# Task requirements
Can you retype all of the lines below word for word, leaving out the pictures?

** Start Input material **

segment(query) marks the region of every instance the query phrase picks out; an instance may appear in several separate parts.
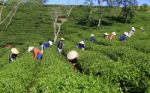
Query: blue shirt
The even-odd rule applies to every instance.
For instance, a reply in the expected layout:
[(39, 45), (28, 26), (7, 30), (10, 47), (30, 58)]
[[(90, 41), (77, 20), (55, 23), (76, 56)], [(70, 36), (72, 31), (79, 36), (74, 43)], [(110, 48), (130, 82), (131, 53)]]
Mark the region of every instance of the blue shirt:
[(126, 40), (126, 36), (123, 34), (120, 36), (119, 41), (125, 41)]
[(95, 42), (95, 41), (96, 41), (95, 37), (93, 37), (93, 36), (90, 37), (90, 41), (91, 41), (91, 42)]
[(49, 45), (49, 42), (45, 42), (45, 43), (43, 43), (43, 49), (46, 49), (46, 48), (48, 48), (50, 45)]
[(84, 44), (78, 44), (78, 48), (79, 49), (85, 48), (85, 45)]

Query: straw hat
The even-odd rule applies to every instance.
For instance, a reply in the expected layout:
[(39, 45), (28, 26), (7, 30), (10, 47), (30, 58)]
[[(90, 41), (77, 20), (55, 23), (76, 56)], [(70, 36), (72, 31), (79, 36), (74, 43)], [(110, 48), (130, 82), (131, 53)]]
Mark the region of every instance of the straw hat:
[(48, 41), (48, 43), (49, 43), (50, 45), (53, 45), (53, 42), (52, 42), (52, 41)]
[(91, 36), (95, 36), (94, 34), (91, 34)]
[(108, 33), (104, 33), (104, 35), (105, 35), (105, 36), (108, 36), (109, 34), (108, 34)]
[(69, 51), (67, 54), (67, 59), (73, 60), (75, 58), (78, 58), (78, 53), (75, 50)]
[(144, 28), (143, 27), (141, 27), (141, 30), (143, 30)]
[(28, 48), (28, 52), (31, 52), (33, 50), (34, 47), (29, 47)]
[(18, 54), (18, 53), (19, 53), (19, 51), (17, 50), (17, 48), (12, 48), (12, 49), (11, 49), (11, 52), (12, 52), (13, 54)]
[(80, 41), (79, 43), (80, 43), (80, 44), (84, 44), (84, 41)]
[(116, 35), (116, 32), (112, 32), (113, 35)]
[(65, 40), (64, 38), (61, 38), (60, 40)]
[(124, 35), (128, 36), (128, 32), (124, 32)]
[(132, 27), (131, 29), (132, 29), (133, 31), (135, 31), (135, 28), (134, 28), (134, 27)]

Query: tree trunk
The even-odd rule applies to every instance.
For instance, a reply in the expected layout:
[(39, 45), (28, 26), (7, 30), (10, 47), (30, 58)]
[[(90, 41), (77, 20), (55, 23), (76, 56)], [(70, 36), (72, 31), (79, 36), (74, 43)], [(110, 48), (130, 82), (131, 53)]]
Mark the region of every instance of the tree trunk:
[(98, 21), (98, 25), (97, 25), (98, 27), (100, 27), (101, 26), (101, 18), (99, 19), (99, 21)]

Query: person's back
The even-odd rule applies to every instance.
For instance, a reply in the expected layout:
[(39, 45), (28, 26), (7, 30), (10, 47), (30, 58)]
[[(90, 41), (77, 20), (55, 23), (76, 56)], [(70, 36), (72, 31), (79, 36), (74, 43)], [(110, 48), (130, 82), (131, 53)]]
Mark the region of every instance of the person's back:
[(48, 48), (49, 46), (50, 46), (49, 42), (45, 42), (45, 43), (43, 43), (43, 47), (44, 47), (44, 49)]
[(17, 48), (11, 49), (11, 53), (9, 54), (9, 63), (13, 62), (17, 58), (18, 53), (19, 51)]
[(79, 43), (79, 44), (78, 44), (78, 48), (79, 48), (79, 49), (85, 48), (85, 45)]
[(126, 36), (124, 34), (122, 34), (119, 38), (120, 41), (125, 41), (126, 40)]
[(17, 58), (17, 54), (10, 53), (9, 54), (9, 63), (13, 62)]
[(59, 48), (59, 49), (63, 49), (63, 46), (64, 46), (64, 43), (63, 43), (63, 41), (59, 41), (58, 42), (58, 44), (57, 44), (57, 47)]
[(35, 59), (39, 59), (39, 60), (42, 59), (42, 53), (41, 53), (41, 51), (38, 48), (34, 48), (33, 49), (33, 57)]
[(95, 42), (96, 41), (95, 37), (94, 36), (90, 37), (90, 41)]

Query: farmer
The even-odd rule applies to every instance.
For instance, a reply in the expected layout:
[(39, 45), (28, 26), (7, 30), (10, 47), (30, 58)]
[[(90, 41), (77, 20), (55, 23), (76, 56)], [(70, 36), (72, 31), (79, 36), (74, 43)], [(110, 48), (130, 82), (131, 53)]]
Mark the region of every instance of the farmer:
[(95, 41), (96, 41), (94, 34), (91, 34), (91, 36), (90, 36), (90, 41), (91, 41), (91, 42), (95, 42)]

** End Input material **

# Response to the task
segment(query) marks the region of every instance the query phrase picks out; an instance may appear in several separate parts.
Query: blue shirt
The even-odd rule applies to every instance.
For instance, a reply in the expected layout:
[(39, 45), (28, 26), (7, 30), (10, 47), (30, 58)]
[[(90, 41), (77, 20), (55, 23), (76, 56)], [(70, 36), (72, 31), (79, 36), (74, 43)], [(110, 48), (130, 82), (131, 53)]]
Mark the region of every instance of the blue shirt:
[(126, 40), (126, 36), (123, 34), (120, 36), (119, 41), (125, 41)]
[(95, 42), (95, 41), (96, 41), (95, 37), (93, 37), (93, 36), (90, 37), (90, 41), (91, 41), (91, 42)]
[(49, 45), (49, 42), (45, 42), (45, 43), (43, 43), (43, 49), (46, 49), (46, 48), (48, 48), (50, 45)]
[(84, 44), (78, 44), (78, 48), (79, 49), (85, 48), (85, 45)]

Query: straw hat
The even-odd rule applies to every instance.
For instance, a reply in the expected layout:
[(39, 45), (28, 26), (7, 30), (10, 47), (30, 58)]
[[(90, 41), (77, 20), (55, 23), (76, 56)], [(70, 36), (72, 31), (79, 36), (74, 43)], [(110, 48), (130, 82), (131, 53)]]
Mark the region of every instance of the straw hat:
[(48, 41), (48, 43), (49, 43), (50, 45), (53, 45), (53, 42), (52, 42), (52, 41)]
[(91, 36), (95, 36), (94, 34), (91, 34)]
[(108, 33), (104, 33), (104, 35), (105, 35), (105, 36), (108, 36), (109, 34), (108, 34)]
[(69, 51), (67, 54), (67, 59), (73, 60), (75, 58), (78, 58), (78, 53), (75, 50)]
[(144, 28), (143, 27), (141, 27), (141, 30), (143, 30)]
[(28, 48), (28, 52), (31, 52), (33, 50), (34, 47), (29, 47)]
[(18, 54), (18, 53), (19, 53), (19, 51), (17, 50), (17, 48), (12, 48), (12, 49), (11, 49), (11, 52), (12, 52), (13, 54)]
[(80, 41), (79, 43), (80, 43), (80, 44), (84, 44), (84, 41)]
[(116, 35), (116, 32), (112, 32), (113, 35)]
[(65, 40), (64, 38), (61, 38), (60, 40)]
[(124, 35), (128, 36), (128, 32), (124, 32)]
[(132, 27), (131, 29), (132, 29), (133, 31), (135, 31), (135, 28), (134, 28), (134, 27)]

Query: tree trunk
The even-odd rule applies to every instance.
For instance, a reply in the expected layout:
[(39, 45), (28, 26), (7, 30), (10, 47), (30, 58)]
[[(90, 41), (77, 20), (55, 23), (76, 56)], [(70, 36), (72, 31), (79, 36), (74, 43)], [(110, 48), (130, 82), (131, 53)]]
Mark the region of every instance of the tree trunk:
[(98, 21), (98, 25), (97, 25), (98, 27), (100, 27), (101, 26), (101, 18), (99, 19), (99, 21)]

Query: person's back
The even-odd rule applies to every instance.
For instance, a reply in the expected layout:
[(39, 45), (28, 26), (7, 30), (10, 47), (30, 58)]
[[(90, 41), (77, 20), (55, 23), (76, 56)], [(70, 36), (72, 31), (79, 36), (74, 43)], [(110, 48), (130, 82), (131, 53)]]
Mark the region of every instance of the person's back:
[(48, 48), (49, 46), (50, 46), (49, 42), (45, 42), (45, 43), (43, 43), (43, 47), (44, 47), (44, 49)]
[(17, 48), (11, 49), (11, 53), (9, 54), (9, 63), (13, 62), (17, 58), (18, 53), (19, 51)]
[(79, 43), (79, 44), (78, 44), (78, 48), (79, 48), (79, 49), (85, 48), (85, 45)]
[(126, 36), (124, 34), (122, 34), (119, 38), (120, 41), (125, 41), (126, 40)]
[(17, 58), (17, 54), (10, 53), (9, 54), (9, 63), (13, 62)]
[(59, 48), (59, 49), (63, 49), (63, 46), (64, 46), (64, 43), (63, 43), (63, 41), (59, 41), (58, 42), (58, 44), (57, 44), (57, 47)]
[(35, 59), (39, 59), (39, 60), (42, 59), (42, 53), (41, 53), (41, 51), (38, 48), (34, 48), (33, 49), (33, 57)]
[(95, 42), (96, 41), (95, 37), (94, 36), (90, 37), (90, 41)]

Query: farmer
The even-odd rule applies to every instance.
For instance, a reply in the expected layout:
[(39, 45), (28, 26), (7, 30), (10, 47), (30, 58)]
[[(90, 41), (77, 20), (55, 23), (76, 56)], [(70, 36), (72, 31), (79, 36), (74, 43)], [(110, 48), (130, 82), (131, 53)]]
Mark the region of every instance of the farmer:
[(95, 41), (96, 41), (94, 34), (91, 34), (91, 36), (90, 36), (90, 41), (91, 41), (91, 42), (95, 42)]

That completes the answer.